- Task objective: Continue the review of the documentary about Claude Lanzmann's making of Shoah, picking up after its final sentence.

In 1985 the French filmmaker Claude Lanzmann released his documentary Shoah to enormous critical acclaim. This oral history of the Holocaust ran for nine-and-a-half hours, and took the director almost 12 years of his life to research, shoot, and edit together. It stands today as a monumental achievement in preserving the testimony of one of human civilization’s worst wrongs, and has been preserved – including all 220 hours of raw footage – for posterity by the United Nations.
With All I Had Was Nothingness, photographer and director Guillaume Ribot has sifted through the extraordinary mass of footage to turn the camera back on Claude Lanzmann and explore how he went about making such an enormous, unwieldy film. Like Lanzmann’s own film, it is structured less as a documentary and more like a record. Lanzmann’s own journals provide the script for the film’s narration. It reveals the man in full, both good aspects and bad, including his dogged pursuit of the full story what happened in Poland as well as his penchant for manipulation of his interview subjects. Despite its overwhelming cultural and moral value, Shoah was not without its critics in 1985. The Polish government condemned the manner in which Lanzmann apparently indicted their lack of resistance to the Nazi invaders while neglecting to include those non-Jewish Poles who did fight to save as many Jews as they could. No less a critical authority than Pauline Kael – herself the child of Polish Jews – controversially described Shoah as ‘a form of self-punishment’.

Referring expression data

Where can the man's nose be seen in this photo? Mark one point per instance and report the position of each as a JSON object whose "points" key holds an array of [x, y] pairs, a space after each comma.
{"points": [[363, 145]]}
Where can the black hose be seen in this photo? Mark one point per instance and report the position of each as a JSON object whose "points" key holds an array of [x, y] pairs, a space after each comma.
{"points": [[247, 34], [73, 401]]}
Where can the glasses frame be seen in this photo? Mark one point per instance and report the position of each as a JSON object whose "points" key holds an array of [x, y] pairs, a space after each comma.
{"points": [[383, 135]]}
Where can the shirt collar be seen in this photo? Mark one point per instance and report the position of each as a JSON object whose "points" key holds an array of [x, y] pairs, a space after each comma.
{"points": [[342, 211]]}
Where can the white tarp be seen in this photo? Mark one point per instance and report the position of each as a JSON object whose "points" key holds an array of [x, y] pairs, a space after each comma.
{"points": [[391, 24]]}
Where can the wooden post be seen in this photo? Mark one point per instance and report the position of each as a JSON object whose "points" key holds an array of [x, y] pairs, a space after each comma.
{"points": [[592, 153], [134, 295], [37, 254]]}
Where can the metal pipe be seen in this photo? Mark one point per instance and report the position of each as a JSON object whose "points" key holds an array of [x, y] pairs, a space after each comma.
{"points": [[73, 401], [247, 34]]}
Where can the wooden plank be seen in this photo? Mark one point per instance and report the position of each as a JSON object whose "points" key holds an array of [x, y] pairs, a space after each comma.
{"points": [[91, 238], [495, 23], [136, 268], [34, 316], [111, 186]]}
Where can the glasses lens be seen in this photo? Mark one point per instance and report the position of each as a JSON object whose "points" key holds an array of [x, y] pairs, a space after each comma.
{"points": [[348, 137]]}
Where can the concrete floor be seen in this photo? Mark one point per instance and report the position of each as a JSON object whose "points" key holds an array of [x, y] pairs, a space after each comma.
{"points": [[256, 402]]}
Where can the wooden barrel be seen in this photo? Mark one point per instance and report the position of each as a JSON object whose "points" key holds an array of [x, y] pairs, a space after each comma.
---
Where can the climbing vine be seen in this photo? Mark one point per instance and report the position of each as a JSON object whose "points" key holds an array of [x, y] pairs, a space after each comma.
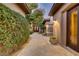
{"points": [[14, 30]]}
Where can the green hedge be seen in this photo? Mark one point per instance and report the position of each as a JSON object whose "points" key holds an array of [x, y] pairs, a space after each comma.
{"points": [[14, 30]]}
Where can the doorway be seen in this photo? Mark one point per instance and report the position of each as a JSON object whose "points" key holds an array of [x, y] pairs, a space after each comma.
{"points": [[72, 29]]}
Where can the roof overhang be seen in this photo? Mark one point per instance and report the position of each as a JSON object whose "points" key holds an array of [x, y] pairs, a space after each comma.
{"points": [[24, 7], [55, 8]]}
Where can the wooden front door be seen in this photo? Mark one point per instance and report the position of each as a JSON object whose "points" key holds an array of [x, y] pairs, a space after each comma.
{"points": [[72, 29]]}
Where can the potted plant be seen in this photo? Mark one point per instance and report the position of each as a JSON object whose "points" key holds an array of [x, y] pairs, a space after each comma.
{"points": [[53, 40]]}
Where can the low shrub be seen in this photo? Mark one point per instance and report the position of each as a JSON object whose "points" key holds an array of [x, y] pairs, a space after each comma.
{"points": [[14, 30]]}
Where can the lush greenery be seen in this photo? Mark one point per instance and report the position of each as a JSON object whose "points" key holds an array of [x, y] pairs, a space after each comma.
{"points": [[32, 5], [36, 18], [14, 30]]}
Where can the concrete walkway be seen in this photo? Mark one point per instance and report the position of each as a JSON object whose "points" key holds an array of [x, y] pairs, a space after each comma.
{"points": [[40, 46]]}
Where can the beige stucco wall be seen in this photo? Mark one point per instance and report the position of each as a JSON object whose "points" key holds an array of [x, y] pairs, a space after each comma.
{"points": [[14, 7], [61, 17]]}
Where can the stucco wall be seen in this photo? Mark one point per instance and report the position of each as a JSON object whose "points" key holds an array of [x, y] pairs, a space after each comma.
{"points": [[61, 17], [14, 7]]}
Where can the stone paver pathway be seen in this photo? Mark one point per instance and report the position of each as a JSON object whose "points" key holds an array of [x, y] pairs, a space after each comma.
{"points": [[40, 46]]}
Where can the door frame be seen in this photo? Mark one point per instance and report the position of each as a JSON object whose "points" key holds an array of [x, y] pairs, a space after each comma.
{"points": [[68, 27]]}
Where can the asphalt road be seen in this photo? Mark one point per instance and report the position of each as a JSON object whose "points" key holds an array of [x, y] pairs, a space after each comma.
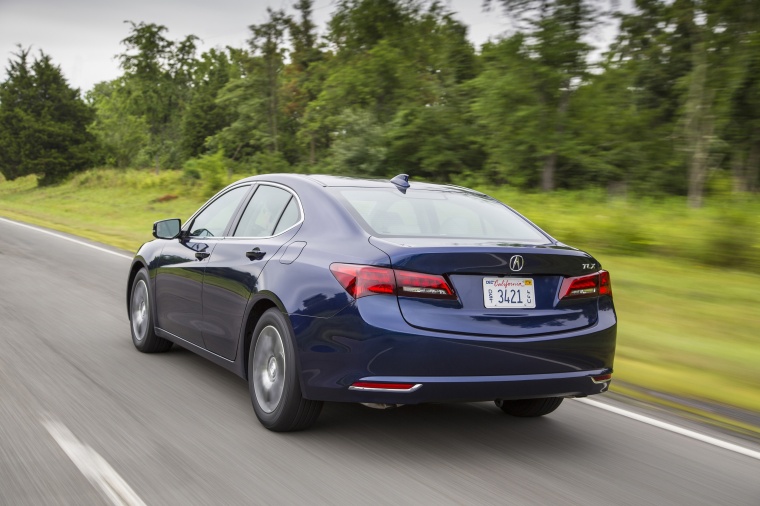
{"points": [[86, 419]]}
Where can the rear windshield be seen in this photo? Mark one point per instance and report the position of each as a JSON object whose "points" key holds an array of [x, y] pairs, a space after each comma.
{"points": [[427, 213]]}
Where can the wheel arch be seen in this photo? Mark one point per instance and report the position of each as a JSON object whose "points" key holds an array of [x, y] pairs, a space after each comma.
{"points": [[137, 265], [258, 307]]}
==
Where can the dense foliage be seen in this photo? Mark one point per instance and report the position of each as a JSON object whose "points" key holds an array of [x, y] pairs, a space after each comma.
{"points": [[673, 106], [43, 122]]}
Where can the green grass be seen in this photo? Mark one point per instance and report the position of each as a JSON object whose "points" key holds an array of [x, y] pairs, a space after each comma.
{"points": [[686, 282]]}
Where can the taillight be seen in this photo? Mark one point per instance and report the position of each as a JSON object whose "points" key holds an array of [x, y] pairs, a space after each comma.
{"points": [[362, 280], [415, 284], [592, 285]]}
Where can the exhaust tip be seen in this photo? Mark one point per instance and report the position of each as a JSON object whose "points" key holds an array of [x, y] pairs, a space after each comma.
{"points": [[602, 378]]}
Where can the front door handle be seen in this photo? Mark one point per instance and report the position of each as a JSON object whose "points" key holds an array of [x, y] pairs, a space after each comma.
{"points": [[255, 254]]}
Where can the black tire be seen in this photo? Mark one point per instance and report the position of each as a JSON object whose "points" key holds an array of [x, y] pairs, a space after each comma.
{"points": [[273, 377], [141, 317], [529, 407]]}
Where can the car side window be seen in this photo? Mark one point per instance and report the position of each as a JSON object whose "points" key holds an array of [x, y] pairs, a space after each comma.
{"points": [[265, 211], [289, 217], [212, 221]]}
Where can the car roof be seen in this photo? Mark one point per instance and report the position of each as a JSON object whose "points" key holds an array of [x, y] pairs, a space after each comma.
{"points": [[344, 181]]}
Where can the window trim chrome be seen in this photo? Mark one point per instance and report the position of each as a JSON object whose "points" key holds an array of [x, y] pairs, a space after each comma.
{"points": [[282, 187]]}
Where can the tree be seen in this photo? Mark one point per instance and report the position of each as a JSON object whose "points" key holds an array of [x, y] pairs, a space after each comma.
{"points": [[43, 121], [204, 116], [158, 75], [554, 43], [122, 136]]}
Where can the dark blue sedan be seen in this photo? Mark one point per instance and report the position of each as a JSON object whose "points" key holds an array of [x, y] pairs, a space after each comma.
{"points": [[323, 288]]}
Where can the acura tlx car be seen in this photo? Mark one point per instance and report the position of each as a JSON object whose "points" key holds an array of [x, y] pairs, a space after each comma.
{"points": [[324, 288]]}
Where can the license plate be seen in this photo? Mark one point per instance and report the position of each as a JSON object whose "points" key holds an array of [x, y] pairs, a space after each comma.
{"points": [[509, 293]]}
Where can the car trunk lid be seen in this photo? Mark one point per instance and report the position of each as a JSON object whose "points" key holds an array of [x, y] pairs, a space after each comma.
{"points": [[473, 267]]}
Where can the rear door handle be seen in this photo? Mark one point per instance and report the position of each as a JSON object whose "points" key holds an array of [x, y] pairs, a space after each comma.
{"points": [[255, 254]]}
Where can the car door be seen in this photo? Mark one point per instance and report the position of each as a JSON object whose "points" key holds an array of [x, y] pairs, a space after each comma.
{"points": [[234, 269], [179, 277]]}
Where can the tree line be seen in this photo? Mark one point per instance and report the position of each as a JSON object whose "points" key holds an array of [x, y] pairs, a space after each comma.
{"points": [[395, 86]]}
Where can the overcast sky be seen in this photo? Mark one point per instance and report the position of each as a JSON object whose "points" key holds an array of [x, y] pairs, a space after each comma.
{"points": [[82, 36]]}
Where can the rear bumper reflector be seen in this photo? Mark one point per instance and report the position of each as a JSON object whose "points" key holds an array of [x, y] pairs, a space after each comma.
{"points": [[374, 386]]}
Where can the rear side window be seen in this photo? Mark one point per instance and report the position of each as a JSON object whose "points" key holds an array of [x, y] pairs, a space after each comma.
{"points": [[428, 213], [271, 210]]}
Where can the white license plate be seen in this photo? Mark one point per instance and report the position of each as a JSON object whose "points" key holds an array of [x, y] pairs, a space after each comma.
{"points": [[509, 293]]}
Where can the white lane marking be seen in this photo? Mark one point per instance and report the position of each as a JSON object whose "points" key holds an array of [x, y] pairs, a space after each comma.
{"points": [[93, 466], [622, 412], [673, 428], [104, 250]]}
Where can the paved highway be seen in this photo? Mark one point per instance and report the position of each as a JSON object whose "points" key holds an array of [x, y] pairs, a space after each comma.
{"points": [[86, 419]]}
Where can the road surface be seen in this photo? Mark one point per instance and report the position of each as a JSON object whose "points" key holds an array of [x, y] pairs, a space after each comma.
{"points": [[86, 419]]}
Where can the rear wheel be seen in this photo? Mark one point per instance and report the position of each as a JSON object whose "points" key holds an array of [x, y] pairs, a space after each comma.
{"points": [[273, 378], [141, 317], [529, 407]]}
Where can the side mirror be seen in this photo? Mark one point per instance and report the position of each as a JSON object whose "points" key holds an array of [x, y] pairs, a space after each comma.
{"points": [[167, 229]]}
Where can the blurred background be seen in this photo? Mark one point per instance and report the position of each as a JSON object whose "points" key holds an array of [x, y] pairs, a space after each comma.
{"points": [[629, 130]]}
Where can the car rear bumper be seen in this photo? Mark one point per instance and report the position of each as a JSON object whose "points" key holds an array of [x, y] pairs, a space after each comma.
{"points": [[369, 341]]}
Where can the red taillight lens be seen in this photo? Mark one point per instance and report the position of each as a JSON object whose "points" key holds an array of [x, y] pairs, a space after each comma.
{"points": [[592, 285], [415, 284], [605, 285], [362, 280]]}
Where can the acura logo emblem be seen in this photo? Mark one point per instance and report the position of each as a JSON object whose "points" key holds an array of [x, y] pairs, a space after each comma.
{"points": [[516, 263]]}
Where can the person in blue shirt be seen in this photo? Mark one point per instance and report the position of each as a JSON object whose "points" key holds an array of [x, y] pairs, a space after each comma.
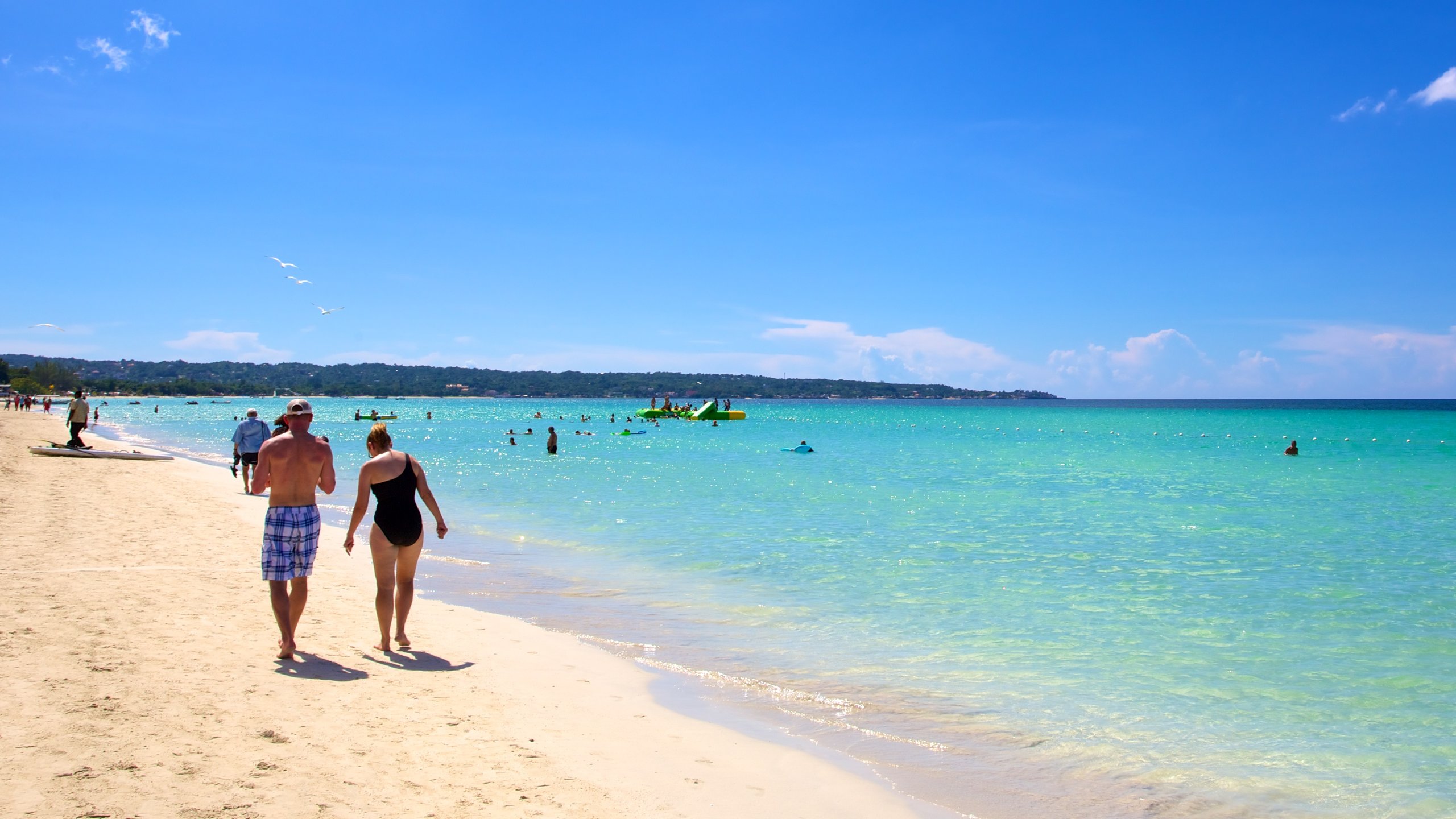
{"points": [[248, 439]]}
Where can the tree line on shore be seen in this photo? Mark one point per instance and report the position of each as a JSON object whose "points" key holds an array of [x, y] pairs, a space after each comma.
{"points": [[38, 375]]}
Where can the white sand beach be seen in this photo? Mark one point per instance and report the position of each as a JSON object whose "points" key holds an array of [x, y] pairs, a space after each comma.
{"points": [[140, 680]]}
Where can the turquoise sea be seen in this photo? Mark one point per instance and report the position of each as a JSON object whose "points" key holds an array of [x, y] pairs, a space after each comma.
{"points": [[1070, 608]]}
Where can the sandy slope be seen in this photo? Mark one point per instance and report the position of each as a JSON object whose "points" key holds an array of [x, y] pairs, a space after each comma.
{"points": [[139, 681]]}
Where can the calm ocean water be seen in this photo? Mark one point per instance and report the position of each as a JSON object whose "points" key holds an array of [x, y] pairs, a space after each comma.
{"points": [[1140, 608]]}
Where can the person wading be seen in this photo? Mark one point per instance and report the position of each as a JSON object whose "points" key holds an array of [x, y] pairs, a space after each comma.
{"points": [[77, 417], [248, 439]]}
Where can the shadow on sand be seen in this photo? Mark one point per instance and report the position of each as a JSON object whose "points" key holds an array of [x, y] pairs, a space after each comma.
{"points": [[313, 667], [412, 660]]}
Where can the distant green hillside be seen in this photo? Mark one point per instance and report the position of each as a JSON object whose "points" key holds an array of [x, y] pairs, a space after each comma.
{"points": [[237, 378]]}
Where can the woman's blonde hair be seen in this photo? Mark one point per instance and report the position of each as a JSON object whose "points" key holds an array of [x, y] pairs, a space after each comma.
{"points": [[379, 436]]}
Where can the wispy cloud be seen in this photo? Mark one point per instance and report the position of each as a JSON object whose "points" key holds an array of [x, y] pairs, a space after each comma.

- Your response:
I think it is worth keeping in mind that Shoah is not like other films, and only suffers from being compared to them. It is enormously valuable, and I deeply believe it is worth anybody tracking it down and experiencing the whole nine hour work, but it is understandable as challenging a watch as it is an important one.
There is, however, a question of the full worth of Ribot’s tribute to Lanzmann here. The truth is that Lanzmann shot so much footage for his original film that in succeeding years he found enough material to release five additional works of at least feature length. One of them, Four Sisters (2018), was four-and-a-half hours long by itself. I suppose All I Had Was Nothingness marks a sixth additional film – the new work is produced by Lanzmann’s widow and exclusively features material shot for Shoah.
By working with such sober, worthy source material, Ribot arguably makes his film critic-proof; surely criticising this documentary risks coming across as being dismissive of the Shoah itself? Surely though, there must be a point at which Lanzmann’s footage becomes whittled down to its least effective parts. What is presented here has some curiosity value, but feels more the domain of a supporting feature for a blu-ray than a work in its own right. Ribot’s film is only a sprightly 90 minutes, but it feels very dry and overly long – and why watch this when one can watch the original, profoundly effective film itself?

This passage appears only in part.